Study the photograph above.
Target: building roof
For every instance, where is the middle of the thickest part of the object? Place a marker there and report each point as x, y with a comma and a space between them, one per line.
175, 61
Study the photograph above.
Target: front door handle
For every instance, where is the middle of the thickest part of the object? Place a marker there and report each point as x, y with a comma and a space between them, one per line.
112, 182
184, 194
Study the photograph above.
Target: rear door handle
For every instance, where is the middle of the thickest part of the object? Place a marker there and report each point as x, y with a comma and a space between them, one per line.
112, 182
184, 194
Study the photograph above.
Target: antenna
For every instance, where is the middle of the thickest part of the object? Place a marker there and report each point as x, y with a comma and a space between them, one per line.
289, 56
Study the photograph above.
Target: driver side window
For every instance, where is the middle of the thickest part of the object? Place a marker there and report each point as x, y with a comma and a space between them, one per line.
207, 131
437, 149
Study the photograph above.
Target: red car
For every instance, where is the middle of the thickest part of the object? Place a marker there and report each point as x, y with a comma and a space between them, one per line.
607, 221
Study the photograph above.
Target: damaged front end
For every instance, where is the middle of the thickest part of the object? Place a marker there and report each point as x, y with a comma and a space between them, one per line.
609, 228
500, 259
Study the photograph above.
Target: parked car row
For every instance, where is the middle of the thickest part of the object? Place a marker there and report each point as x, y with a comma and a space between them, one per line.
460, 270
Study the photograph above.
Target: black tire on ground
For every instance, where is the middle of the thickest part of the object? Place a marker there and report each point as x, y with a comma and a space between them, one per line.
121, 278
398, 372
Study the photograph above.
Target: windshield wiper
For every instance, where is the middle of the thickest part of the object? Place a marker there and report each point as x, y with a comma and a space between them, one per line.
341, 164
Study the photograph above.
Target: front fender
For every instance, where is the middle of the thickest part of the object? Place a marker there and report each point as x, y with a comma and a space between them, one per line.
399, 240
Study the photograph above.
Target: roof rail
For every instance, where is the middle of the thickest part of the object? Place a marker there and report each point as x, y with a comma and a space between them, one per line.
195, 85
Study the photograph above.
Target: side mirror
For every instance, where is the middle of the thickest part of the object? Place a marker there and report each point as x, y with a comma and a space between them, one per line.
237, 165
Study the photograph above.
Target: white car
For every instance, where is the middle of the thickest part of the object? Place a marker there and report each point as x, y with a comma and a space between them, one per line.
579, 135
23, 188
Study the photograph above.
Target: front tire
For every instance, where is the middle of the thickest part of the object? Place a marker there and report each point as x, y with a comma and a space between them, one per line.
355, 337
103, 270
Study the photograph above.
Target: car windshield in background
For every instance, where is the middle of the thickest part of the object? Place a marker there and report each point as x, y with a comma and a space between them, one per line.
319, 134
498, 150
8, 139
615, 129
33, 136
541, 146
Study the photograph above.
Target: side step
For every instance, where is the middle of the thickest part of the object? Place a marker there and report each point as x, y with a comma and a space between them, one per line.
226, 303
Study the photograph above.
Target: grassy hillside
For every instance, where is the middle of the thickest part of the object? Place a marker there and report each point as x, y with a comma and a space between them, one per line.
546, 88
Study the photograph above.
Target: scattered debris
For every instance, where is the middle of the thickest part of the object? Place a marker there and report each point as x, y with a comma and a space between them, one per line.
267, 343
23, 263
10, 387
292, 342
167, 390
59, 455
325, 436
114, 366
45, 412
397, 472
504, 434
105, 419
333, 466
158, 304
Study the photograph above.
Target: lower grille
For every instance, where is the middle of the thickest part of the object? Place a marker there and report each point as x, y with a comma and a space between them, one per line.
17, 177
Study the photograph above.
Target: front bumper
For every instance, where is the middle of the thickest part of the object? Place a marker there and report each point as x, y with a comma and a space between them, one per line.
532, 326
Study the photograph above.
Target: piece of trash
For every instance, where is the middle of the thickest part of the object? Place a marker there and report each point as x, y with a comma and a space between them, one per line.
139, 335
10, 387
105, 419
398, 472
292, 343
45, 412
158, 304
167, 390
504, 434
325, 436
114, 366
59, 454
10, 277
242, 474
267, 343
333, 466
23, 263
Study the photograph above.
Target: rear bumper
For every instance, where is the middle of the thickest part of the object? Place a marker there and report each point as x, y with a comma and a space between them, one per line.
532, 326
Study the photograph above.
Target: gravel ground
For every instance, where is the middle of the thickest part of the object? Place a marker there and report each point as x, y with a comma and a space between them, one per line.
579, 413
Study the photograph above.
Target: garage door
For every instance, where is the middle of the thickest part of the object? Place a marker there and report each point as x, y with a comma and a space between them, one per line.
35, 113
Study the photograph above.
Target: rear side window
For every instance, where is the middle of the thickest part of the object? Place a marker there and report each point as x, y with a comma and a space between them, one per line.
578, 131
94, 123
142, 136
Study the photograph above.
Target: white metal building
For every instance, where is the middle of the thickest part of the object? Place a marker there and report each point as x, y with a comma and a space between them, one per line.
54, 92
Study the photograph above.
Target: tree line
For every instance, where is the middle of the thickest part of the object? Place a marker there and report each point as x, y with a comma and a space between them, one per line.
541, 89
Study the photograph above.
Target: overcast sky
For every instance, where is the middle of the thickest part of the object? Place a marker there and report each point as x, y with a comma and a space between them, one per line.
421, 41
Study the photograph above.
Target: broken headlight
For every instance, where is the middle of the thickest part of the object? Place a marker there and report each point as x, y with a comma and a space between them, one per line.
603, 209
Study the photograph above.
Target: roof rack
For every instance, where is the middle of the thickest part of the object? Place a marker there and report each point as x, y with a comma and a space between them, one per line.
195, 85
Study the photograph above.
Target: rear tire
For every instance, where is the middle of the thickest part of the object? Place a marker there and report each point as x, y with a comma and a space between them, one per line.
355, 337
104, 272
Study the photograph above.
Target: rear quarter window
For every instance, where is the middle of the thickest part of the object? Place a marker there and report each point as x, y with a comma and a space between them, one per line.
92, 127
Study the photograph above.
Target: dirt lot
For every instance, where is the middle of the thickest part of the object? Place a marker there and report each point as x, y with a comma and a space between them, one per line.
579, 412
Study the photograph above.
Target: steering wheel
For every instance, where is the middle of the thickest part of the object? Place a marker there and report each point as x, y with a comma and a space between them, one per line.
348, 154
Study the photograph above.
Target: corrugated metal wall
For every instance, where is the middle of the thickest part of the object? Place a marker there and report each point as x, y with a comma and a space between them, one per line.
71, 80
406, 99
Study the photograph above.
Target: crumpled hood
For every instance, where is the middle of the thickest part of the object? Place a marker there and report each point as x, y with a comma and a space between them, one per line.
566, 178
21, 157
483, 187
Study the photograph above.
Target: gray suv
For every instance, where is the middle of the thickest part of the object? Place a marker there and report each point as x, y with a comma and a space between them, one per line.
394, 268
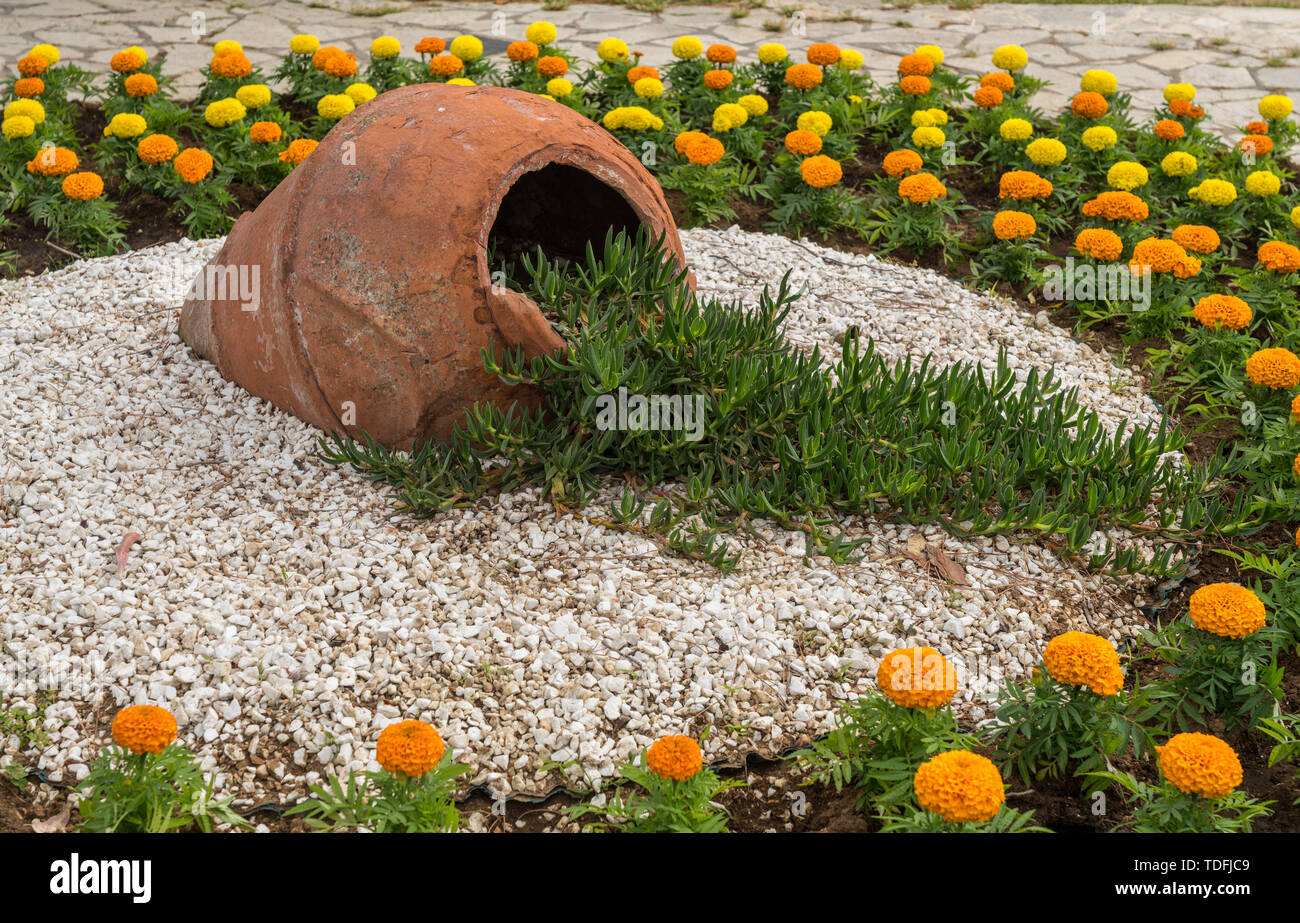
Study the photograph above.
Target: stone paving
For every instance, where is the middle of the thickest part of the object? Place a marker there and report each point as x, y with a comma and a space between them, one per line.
1234, 55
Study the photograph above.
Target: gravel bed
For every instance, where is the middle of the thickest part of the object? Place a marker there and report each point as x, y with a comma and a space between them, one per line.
276, 606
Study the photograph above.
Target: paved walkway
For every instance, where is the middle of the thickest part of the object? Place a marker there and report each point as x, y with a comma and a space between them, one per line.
1234, 55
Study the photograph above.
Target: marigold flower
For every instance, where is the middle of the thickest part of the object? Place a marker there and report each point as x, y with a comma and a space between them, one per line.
156, 150
820, 170
960, 787
1279, 256
1023, 185
1082, 659
408, 749
1200, 765
83, 186
193, 164
1099, 243
917, 677
143, 728
1088, 104
675, 757
1222, 312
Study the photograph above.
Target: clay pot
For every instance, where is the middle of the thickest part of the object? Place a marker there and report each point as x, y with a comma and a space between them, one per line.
373, 298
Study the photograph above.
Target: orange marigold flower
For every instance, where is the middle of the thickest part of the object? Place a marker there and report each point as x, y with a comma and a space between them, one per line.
820, 170
1023, 185
1082, 659
193, 164
53, 161
914, 86
823, 53
804, 143
230, 65
1279, 256
298, 150
1222, 312
960, 787
675, 757
1014, 225
718, 79
1088, 104
917, 677
408, 749
804, 76
1196, 238
1117, 206
83, 186
549, 66
1227, 610
915, 65
1100, 243
156, 148
898, 164
143, 728
1168, 129
1200, 765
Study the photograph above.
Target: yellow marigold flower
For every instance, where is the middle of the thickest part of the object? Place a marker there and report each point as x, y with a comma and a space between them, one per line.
83, 186
254, 95
928, 137
1023, 185
126, 125
934, 52
193, 164
1274, 368
17, 126
467, 47
298, 150
688, 47
1262, 183
1082, 659
1279, 256
1200, 765
960, 787
898, 164
224, 112
141, 85
26, 107
815, 121
1127, 176
1222, 312
1100, 138
143, 728
804, 76
1045, 151
675, 757
1274, 107
1227, 610
304, 43
156, 150
408, 749
917, 677
610, 51
541, 33
1196, 238
1015, 129
1099, 243
1099, 81
1010, 57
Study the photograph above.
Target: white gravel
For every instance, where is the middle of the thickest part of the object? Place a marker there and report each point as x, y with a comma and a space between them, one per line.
274, 606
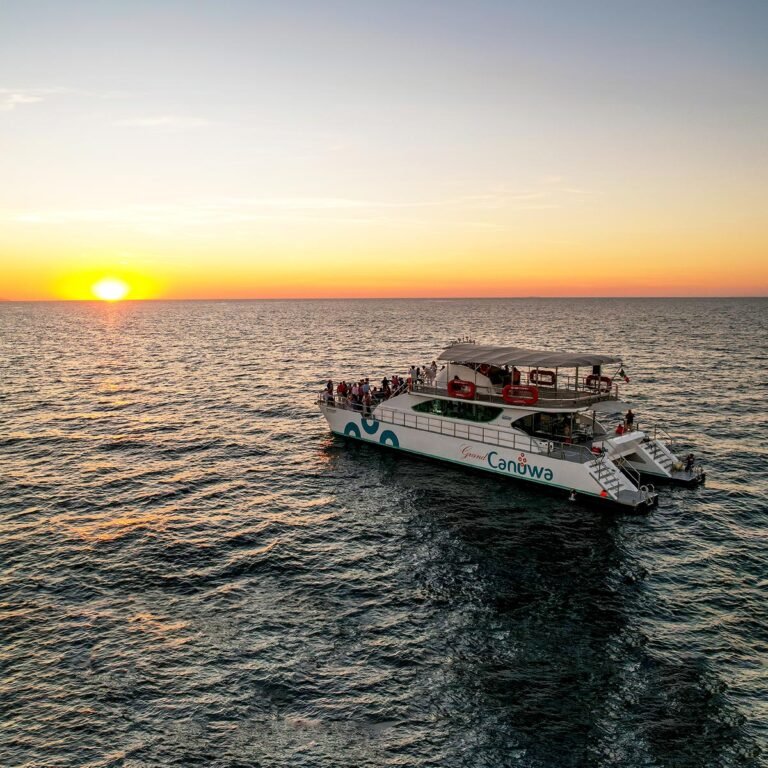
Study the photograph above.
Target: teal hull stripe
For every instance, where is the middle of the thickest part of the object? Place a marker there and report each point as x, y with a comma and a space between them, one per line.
470, 466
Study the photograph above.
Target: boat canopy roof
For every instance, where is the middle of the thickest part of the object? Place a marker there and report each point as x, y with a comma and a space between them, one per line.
491, 354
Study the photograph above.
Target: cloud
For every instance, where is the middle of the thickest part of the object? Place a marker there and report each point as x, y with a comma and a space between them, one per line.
163, 121
9, 100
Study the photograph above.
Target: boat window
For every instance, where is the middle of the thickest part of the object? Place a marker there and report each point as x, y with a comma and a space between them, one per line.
456, 410
543, 423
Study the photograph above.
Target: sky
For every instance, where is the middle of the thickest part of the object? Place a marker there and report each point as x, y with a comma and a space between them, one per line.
237, 149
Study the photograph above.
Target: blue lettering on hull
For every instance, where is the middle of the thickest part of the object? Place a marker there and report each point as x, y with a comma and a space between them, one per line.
520, 467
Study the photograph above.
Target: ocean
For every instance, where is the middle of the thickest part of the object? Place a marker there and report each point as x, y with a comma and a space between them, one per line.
195, 572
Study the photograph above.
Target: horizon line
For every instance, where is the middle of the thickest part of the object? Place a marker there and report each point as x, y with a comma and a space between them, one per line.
379, 298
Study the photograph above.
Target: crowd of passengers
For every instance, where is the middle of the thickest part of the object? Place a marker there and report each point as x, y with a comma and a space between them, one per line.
364, 396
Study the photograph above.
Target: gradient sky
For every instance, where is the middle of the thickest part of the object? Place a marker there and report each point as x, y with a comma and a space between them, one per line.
281, 149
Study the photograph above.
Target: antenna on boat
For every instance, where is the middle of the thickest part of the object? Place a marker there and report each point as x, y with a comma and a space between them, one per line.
462, 340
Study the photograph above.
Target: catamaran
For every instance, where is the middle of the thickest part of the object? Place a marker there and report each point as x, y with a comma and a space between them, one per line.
535, 415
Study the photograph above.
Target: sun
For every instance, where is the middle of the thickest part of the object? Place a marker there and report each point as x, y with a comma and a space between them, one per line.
110, 289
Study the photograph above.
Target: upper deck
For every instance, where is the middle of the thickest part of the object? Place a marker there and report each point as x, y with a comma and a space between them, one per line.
570, 395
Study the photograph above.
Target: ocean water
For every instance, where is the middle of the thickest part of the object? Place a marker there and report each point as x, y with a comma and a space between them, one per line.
194, 572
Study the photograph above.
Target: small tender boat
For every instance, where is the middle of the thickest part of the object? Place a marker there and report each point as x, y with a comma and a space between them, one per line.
534, 415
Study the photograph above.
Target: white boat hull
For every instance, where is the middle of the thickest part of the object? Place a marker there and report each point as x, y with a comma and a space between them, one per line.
534, 466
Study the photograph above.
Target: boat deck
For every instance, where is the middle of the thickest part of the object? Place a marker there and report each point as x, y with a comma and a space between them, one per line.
549, 397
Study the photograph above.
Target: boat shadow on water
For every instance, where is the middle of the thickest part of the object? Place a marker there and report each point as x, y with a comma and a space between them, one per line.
541, 630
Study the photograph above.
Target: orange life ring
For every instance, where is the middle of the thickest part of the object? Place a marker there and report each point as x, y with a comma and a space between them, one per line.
539, 376
520, 395
463, 389
600, 383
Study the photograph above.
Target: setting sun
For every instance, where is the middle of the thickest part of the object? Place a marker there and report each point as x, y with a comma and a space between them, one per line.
110, 289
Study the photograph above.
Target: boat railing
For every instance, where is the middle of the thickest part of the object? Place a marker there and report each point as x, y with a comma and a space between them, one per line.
487, 435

────────

→ AIM OF THE TASK
Pick out and copy every line of the material above that contains the string "building". Case matters.

→ EXERCISE RESULT
Target: building roof
Target: white metal building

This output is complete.